▸ **KUTIPAN TERPILIH**:
----

Bagi masyarakat Bali, Sate Lilit menjadi simbol kejantanan seorang pria, loh. Karena kuliner ini hanya boleh dibuat oleh kaum pria, mulai dari pengolahan adonan hingga proses pembakaran. Hingga berkembang istilah bahwa pria yang tidak bisa membuat Sate LIlit, akan dipertanyakan kejantanannya.

Bagi masyarakat Bali, Sate Lilit menjadi simbol kejantanan seorang pria, loh. (Foto : pikiran-rakyat)

Di masa lalu, Sate Lilit hanya disajikan dalam upacara keagamaan. Kuliner ini menjadi hidangan yang wajib ada sebagai persembahan dan penghormatan kepada para dewa. Dalam upacara keagamaan ini, biasanya disajikan puluhan hingga ratusan sate lilit. Karena pengolahannya melibatkan banyak kaum pria, kuliner yang satu ini juga menjadi lambang persatuan masyarakat Bali.

Eits! Tapi lo enggak perlu menunggu upacara keagamaan untuk menikmati sate lezat ini. Karena seiring perkembangan zaman, Sate Lilit pun mulai banyak ditemukan di warung makan hingga restoran.

----

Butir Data
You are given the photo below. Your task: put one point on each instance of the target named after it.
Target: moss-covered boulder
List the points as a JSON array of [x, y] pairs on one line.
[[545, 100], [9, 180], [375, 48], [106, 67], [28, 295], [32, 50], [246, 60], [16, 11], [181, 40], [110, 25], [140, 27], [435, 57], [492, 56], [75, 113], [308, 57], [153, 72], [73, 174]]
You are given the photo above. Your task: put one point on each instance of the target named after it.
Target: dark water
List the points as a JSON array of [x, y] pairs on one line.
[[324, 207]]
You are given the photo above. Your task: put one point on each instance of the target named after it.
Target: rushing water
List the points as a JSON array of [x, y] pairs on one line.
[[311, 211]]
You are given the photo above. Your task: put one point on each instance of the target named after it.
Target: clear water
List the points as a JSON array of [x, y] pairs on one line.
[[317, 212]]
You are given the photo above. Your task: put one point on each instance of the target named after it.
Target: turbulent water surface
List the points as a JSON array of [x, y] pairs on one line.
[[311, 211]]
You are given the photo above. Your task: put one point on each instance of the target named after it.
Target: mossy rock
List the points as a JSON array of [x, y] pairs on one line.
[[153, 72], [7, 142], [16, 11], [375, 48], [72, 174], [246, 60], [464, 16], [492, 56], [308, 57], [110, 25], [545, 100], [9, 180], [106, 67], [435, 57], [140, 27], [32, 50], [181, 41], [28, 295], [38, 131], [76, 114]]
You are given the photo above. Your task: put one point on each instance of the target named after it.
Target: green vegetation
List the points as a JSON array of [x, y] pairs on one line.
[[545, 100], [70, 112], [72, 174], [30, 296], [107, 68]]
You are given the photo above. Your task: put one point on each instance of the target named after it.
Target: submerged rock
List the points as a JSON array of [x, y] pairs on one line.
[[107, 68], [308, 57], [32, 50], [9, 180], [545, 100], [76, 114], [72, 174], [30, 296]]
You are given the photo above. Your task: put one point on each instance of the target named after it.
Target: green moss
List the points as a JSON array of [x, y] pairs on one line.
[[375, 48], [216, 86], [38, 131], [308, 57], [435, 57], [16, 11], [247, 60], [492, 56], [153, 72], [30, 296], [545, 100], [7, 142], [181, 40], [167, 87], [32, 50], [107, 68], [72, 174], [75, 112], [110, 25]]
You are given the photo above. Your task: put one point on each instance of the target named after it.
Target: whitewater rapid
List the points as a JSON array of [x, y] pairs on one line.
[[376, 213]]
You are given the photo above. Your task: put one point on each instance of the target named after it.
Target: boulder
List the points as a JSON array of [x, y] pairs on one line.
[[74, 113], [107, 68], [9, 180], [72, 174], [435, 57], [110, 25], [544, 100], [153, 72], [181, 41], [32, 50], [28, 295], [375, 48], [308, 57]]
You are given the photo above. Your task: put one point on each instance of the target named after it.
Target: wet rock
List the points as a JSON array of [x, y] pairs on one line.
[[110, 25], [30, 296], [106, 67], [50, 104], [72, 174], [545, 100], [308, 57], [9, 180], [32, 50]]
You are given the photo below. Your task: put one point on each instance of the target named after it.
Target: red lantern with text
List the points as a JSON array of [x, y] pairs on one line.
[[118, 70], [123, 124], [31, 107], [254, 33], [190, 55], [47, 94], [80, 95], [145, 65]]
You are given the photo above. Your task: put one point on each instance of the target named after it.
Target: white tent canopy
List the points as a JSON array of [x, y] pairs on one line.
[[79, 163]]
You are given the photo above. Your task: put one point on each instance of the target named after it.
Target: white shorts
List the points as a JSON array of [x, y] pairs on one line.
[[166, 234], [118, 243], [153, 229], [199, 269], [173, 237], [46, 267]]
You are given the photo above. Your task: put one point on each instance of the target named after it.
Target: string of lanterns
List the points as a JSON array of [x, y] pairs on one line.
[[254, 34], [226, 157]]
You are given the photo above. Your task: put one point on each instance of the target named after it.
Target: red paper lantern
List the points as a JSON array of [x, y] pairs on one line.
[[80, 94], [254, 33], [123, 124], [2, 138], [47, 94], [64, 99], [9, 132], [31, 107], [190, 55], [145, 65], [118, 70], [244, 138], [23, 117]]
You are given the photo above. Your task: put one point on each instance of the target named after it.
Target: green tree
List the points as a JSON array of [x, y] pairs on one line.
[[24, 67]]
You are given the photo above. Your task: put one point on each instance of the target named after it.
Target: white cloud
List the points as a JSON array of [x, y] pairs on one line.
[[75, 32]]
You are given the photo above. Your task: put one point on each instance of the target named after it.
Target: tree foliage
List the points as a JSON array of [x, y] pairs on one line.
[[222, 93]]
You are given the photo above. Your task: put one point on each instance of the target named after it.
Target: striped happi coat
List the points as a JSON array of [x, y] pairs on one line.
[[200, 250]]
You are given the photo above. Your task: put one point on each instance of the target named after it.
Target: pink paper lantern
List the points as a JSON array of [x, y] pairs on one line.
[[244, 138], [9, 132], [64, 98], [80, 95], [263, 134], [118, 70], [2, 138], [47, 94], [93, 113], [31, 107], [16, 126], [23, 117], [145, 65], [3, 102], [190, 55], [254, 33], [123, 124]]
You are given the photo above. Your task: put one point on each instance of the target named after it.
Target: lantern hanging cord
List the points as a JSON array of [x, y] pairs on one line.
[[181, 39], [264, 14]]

----

▸ **TINDAKAN YANG DIPERLUKAN**:
1. Sebutkan semua tempat atau acara tempat Sate Lilit disajikan atau dapat ditemukan menurut kutipan tentang Sate Lilit.
2. Menurut kutipan tentang Sate Lilit, siapa yang boleh membuat kuliner ini?
Baris-baris data tersebut merupakan bahan tersendiri yang terpisah dari kutipan.

▸ **JAWABAN ATAS TUGAS**:
1. Upacara keagamaan, warung makan, dan restoran.

2. Hanya kaum pria yang boleh membuatnya, mulai dari pengolahan adonan hingga proses pembakaran.